• Given request 1
Change every "marker" in the listing below to "pin" and leave everything else as it stands. Omit the picture from your answer.
-- Passage start --
On Sat, 11 Jan 2003, André Malo wrote:
> yep. As said before, the printer friendly pdf files were more an exercise
> to become familiar with the xsl-fo stuff. My idea to assemble them to a big
> one is similar to Erik's. I've just thought to transform the fo-files
> first, then collect them via a script or a java task (which has to be
> written by someone with java knowledge ;-) and put the names into an xml
> files and run another transformation over this file, which finally feeds
> fop. voila. (hopefully ;-)
Sounds good. +1 from me.
>
> > The available languages thing is also very nice. Can you be a little more
> > specific about what changes we need to make to have that work?
>
> Oh, I already was (some weeks ago). Seems, the posting disappeared in the
> noise ;-)
I haven't been paying much attention lately.
Some thoughts:
1. Having a perl script generate the metafiles is not a big deal. We
don't add or change files very often, so really the perl script can just
be used for the initial change and we can even do it by hand after that.
2. Having the xml docs reference the metafile is not nice, but I agree
probably unavoidable. Again, it is a one-time thing for each doc, so we
can live with it.
3. Once we have the metafiles, we can use some fancy xslt to generate
mod_negotiation type maps. This should be a real performance and
simplicity improvement.
4. Here's an idea to avoid the need for mod_rewrite, and thereby allow
easier distribution:
manual/file1.meta.xml
manual/file1.html (generated type-map)
manual/file2.meta.xml
manual/file2.html (generated type-map)
manual/en/file1.xml
manual/en/file1.html (generated html)
manual/en/file2.xml
manual/en/file2.html (generated html)
manual/de/file1.xml
manual/de/file1.html (generated html)
manual/de/file2.xml
manual/de/file2.html (generated html)
Now all references in the html are relative. By default, the url looks
like http://example.com/manual/file1.html which hits the typemap for
content-negotiation. A relative link "<a href="file2.html">" keeps
you in the type-map file directory. Now file1.xml contains auto-generated
links (generated by looking at file1.meta.xml) to each language
specific version (<a href="../en/file1.html"> and <a
href="../de/file1.html">). Once you are at the
http://example.com/de/file1.html, then all (relative) links keep you under
the de/ tree and no content negotiation occurs.
-- Passage end --
-- Data to process start --
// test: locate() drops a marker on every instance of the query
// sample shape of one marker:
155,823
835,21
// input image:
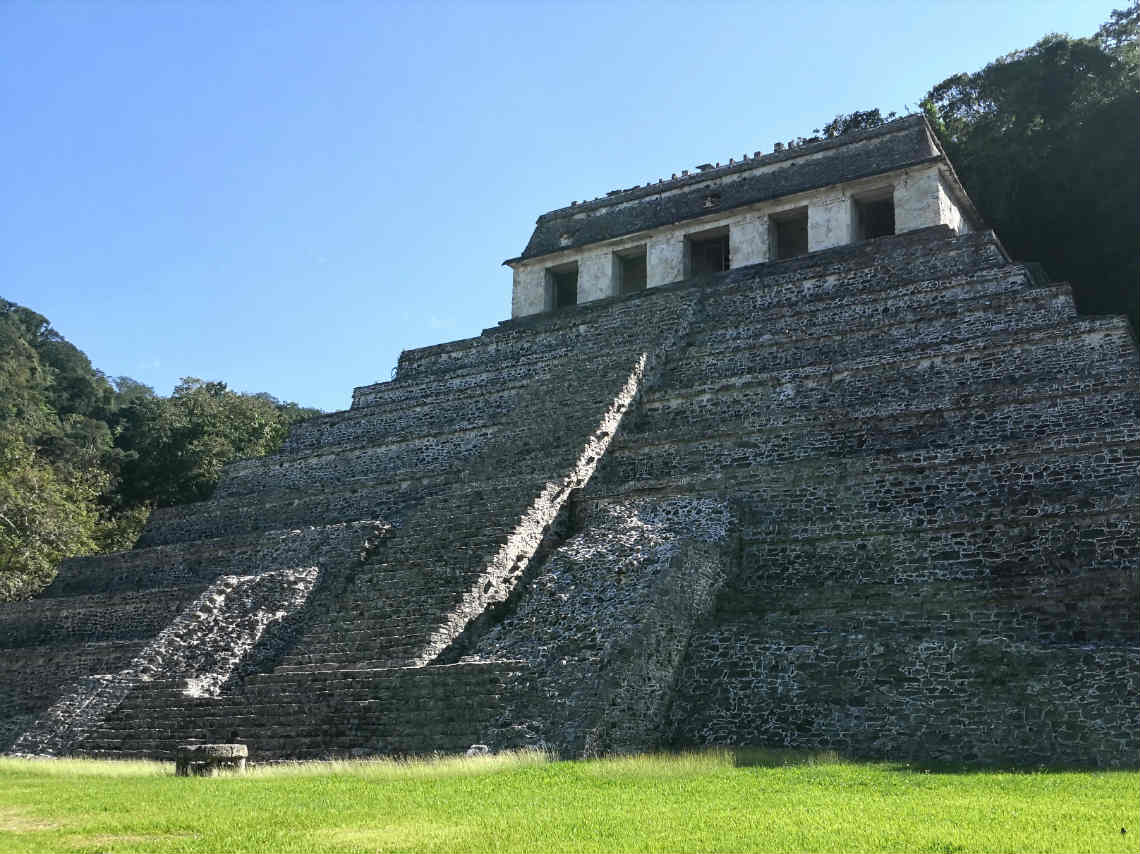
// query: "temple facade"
-- Data to process end --
• Given request 2
Copy word for word the stretch of the message about the documentation setup from "4. Here's an" through "manual/file2.html (generated type-map)".

• Task result 1
// test: locate() drops a pin on every instance of the query
// sample shape of one pin:
155,823
835,21
// input image:
// query: "temple facade"

• Task result 2
4. Here's an idea to avoid the need for mod_rewrite, and thereby allow
easier distribution:
manual/file1.meta.xml
manual/file1.html (generated type-map)
manual/file2.meta.xml
manual/file2.html (generated type-map)